[YOUR GOAL]: Copy out everything from the line containing "TARGET = student's black shoe" down to the end of the records, shifting each number in the answer coordinates up by 88 and keeping all other lines unchanged. Leave the pictures out.

^^^^

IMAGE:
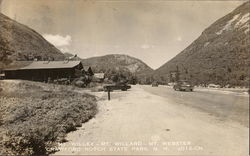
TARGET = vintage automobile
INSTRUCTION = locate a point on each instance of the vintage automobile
(183, 85)
(155, 84)
(116, 86)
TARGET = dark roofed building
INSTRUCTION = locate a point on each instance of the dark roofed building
(44, 70)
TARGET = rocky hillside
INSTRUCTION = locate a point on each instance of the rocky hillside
(116, 62)
(19, 42)
(220, 55)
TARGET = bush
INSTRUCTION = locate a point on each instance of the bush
(34, 120)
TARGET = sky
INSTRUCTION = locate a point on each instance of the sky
(152, 30)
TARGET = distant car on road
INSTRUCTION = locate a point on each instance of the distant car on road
(155, 84)
(118, 86)
(183, 86)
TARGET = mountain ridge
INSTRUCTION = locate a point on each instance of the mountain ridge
(219, 55)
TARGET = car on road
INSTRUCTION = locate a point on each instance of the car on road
(118, 86)
(183, 86)
(155, 84)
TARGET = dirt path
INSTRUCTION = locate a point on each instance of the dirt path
(137, 122)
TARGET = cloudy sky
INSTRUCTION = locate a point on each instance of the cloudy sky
(151, 30)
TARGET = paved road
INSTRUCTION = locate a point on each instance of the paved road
(140, 122)
(225, 105)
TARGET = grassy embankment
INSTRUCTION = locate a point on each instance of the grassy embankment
(34, 116)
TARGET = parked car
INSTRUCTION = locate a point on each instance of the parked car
(183, 86)
(155, 84)
(117, 86)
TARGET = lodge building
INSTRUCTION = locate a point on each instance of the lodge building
(44, 70)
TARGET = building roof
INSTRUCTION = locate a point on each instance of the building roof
(51, 65)
(99, 75)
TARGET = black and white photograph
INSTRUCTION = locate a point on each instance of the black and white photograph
(124, 77)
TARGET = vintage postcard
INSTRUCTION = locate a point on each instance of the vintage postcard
(124, 77)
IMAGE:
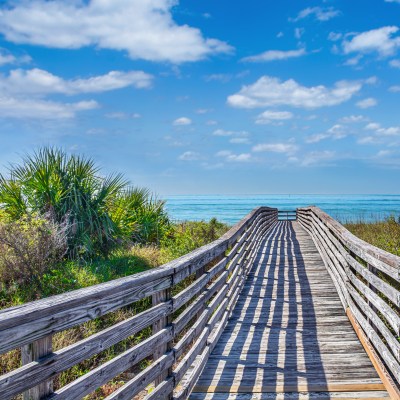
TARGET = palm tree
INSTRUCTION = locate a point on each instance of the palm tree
(67, 188)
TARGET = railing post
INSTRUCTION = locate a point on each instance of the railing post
(157, 298)
(32, 352)
(374, 271)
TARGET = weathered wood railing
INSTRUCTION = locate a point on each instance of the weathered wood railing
(287, 215)
(367, 280)
(186, 325)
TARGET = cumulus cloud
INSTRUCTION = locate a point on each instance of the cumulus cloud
(268, 117)
(122, 115)
(41, 109)
(352, 119)
(242, 140)
(39, 82)
(380, 132)
(367, 103)
(321, 14)
(270, 91)
(273, 55)
(223, 132)
(335, 132)
(317, 157)
(232, 157)
(287, 148)
(189, 156)
(383, 41)
(144, 29)
(6, 58)
(182, 121)
(394, 63)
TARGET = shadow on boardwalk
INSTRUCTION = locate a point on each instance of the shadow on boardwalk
(271, 342)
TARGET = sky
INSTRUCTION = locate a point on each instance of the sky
(211, 96)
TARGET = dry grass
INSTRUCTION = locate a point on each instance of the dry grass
(383, 234)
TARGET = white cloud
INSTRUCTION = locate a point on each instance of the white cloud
(273, 55)
(380, 131)
(269, 116)
(122, 115)
(41, 109)
(394, 63)
(317, 157)
(372, 126)
(144, 29)
(211, 122)
(270, 91)
(239, 140)
(352, 119)
(379, 40)
(367, 103)
(298, 33)
(288, 148)
(334, 36)
(223, 132)
(231, 157)
(189, 156)
(203, 110)
(335, 132)
(39, 82)
(6, 58)
(182, 121)
(321, 14)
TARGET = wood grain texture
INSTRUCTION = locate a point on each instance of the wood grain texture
(281, 335)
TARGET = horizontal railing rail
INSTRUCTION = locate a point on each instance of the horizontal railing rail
(186, 321)
(287, 215)
(368, 281)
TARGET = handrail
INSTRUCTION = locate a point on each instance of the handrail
(368, 281)
(196, 314)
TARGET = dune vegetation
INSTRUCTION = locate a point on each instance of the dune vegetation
(383, 234)
(65, 226)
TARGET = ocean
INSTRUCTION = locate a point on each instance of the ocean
(232, 208)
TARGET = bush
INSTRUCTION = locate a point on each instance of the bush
(29, 247)
(64, 187)
(189, 235)
(140, 217)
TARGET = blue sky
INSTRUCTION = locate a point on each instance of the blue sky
(198, 97)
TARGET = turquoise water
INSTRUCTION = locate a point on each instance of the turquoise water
(231, 209)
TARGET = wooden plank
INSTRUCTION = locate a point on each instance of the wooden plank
(162, 297)
(384, 261)
(370, 395)
(387, 380)
(105, 372)
(144, 378)
(162, 391)
(29, 322)
(283, 388)
(384, 352)
(33, 352)
(52, 365)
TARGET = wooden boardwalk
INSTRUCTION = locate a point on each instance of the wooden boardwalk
(288, 336)
(272, 309)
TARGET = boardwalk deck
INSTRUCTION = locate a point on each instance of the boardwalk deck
(288, 336)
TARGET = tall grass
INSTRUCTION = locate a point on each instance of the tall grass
(383, 234)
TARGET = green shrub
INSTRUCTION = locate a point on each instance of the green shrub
(66, 188)
(29, 247)
(189, 235)
(139, 216)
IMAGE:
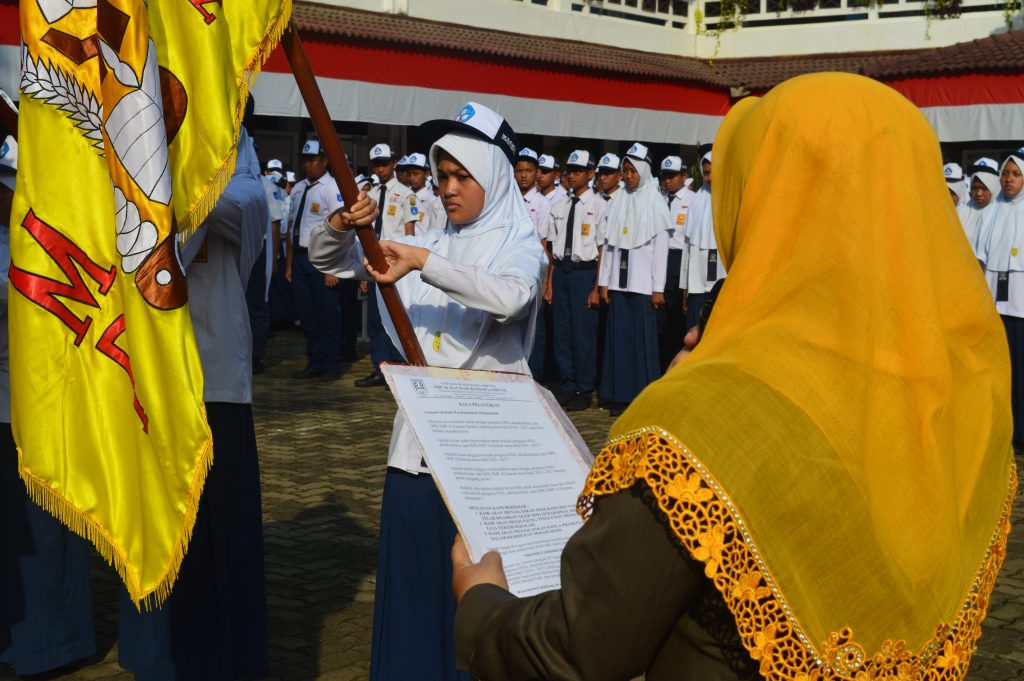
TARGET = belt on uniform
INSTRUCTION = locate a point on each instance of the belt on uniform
(574, 264)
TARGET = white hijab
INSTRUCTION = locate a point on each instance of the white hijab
(1001, 240)
(974, 217)
(639, 214)
(500, 239)
(699, 221)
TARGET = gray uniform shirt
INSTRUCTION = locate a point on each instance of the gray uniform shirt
(218, 259)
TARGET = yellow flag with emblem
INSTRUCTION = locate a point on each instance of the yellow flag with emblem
(128, 126)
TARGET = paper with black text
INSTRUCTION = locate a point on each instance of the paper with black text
(507, 460)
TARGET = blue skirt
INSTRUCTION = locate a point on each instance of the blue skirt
(213, 626)
(631, 359)
(414, 608)
(45, 590)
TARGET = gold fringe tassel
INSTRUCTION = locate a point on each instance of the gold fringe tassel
(83, 524)
(194, 218)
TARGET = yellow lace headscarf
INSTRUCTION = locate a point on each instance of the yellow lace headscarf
(837, 451)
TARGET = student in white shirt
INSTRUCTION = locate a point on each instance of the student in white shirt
(315, 305)
(704, 267)
(672, 317)
(576, 236)
(526, 171)
(398, 215)
(632, 282)
(471, 290)
(984, 188)
(547, 177)
(417, 171)
(1003, 256)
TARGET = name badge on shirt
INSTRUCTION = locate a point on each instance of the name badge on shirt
(1003, 288)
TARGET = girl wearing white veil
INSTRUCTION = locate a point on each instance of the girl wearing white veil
(632, 282)
(1001, 252)
(471, 290)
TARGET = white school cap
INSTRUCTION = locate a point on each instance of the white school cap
(477, 121)
(952, 172)
(672, 165)
(380, 153)
(580, 159)
(312, 147)
(609, 162)
(639, 152)
(526, 154)
(417, 161)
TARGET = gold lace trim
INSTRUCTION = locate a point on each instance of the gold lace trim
(710, 527)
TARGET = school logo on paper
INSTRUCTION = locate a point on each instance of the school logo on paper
(420, 388)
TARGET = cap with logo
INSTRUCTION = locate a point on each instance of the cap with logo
(638, 152)
(8, 162)
(580, 159)
(380, 153)
(312, 147)
(526, 154)
(985, 165)
(547, 162)
(672, 165)
(416, 161)
(609, 162)
(476, 121)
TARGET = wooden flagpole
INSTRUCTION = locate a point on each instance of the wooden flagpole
(339, 168)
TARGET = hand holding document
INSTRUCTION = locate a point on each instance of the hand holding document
(507, 460)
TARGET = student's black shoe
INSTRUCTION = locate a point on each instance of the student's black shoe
(308, 372)
(615, 409)
(371, 381)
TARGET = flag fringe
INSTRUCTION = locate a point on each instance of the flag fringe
(194, 218)
(83, 524)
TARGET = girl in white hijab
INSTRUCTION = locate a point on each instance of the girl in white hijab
(984, 189)
(632, 282)
(704, 267)
(471, 290)
(1001, 253)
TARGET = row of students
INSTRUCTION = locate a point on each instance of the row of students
(993, 222)
(616, 243)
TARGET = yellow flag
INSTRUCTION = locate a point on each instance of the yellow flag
(122, 100)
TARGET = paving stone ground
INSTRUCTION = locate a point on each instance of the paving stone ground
(323, 451)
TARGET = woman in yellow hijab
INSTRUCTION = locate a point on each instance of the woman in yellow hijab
(834, 460)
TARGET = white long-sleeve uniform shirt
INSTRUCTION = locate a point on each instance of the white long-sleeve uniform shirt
(468, 309)
(645, 270)
(589, 226)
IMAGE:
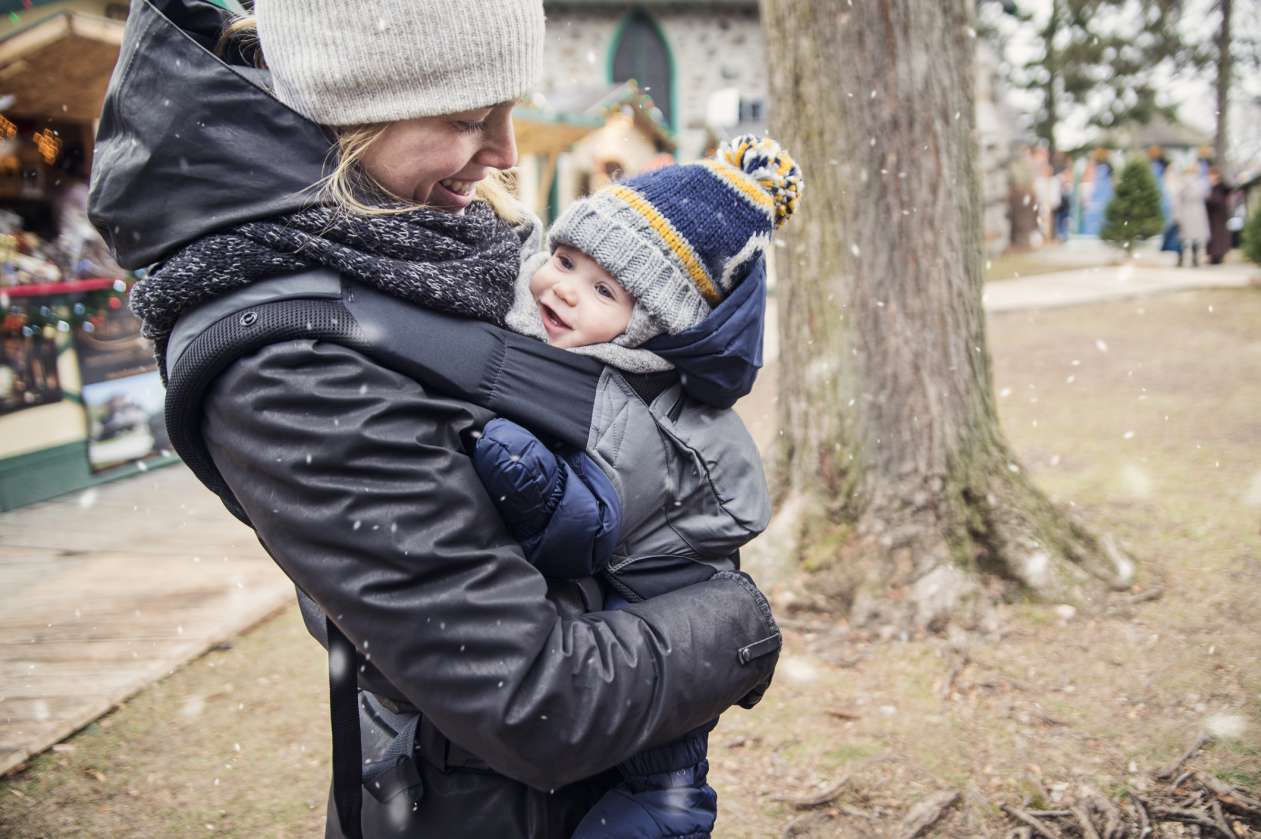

^^^^

[THE SOLUTION]:
TARGET = student's black shoe
INSTRUCTION = locate a point on each instance of the student's black shoe
(396, 460)
(703, 497)
(459, 469)
TARGET = flag fringe
INSTRUCTION = locate a point on each instance of the flag fringe
(282, 306)
(171, 612)
TARGET = girl in white hijab
INSTRUCTION = locate a point on each instance of the girl in white hijab
(1072, 277)
(720, 370)
(792, 355)
(559, 378)
(1089, 341)
TARGET = row of students
INSTRUCTION = locate a point on each instance of the row of students
(1081, 310)
(704, 331)
TARGET = yellow flag
INSTRUCTION = locate a point on each instance of the yellow flag
(210, 188)
TARGET = paving stone ground
INSTRUCTION = locate a point on each instance of the paving stone ground
(411, 539)
TARGET = woman in yellow hijab
INSTRUCTION = locate a point on each instance of the woman in yellow hijab
(922, 548)
TARGET = white long-sleeve uniform shirt
INSTRUCTION = locate a point on each instance of the white long-sleeve uniform shirt
(556, 397)
(733, 358)
(677, 314)
IMAGE:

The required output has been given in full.